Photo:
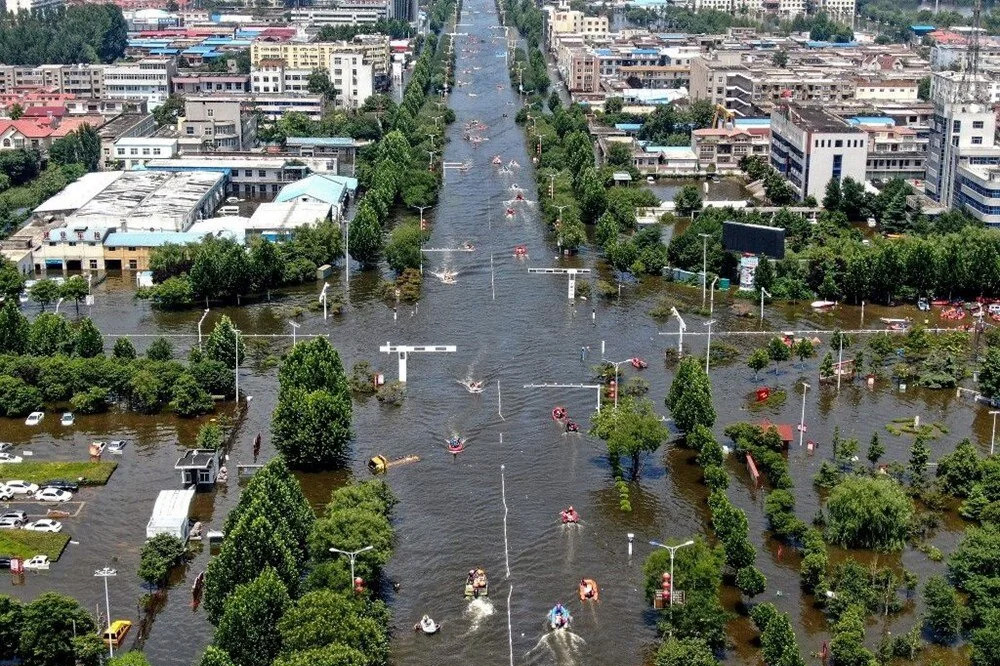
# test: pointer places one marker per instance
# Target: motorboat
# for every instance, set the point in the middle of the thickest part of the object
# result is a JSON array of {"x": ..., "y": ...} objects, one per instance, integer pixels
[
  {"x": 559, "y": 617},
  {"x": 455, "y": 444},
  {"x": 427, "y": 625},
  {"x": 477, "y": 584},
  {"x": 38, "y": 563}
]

---

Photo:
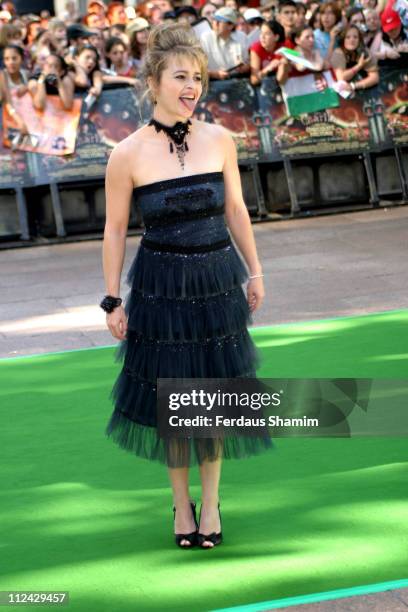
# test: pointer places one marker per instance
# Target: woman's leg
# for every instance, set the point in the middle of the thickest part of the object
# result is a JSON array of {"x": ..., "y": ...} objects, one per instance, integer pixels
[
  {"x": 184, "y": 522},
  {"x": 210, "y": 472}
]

---

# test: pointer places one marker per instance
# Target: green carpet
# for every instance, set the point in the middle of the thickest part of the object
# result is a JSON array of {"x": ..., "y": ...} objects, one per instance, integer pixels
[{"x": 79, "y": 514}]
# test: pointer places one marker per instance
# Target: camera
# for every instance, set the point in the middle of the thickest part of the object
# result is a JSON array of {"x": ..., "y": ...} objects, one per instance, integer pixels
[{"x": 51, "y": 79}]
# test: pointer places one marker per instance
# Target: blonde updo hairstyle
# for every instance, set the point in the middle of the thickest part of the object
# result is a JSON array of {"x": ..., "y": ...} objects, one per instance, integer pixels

» Exercise prompt:
Please find every line in the records that contains the string "Target", paying attention to case, and copy each of those lines.

» Answer in full:
# Target: motorboat
# Target: woman's leg
# Target: green carpet
# Target: camera
# Target: blonde updo hairstyle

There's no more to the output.